▸ Assignment: How many of the lines below have the word "flower" in them? The answer is that number and nothing more.
*** Data listing Section Begins ***
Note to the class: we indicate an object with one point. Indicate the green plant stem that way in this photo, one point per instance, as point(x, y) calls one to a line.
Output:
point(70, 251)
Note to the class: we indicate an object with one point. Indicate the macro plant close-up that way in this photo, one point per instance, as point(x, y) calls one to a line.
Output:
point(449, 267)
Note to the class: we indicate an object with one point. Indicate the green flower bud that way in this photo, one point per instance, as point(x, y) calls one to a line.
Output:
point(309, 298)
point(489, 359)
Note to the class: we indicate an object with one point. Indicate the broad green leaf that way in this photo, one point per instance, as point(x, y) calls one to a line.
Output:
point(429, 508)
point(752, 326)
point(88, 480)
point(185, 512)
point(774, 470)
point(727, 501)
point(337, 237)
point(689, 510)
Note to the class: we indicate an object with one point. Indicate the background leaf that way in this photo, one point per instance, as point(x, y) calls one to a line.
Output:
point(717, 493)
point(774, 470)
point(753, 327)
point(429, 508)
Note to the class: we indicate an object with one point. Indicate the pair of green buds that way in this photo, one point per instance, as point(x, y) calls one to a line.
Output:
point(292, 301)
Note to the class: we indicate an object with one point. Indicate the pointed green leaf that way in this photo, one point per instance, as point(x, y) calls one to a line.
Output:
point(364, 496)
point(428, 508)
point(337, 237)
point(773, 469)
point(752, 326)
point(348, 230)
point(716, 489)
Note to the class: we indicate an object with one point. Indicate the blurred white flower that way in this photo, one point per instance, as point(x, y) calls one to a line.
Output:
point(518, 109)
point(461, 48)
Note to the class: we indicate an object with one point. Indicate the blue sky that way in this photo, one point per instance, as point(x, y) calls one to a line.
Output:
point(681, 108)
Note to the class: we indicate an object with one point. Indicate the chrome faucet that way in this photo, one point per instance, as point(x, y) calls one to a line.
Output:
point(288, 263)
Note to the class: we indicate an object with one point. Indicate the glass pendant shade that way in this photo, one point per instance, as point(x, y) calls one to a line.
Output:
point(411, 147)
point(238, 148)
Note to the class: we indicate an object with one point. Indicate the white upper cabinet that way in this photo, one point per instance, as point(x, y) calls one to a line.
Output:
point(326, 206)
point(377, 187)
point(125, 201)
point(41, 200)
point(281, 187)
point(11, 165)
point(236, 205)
*** Data listing Section Ends ***
▸ Result of this exercise: 2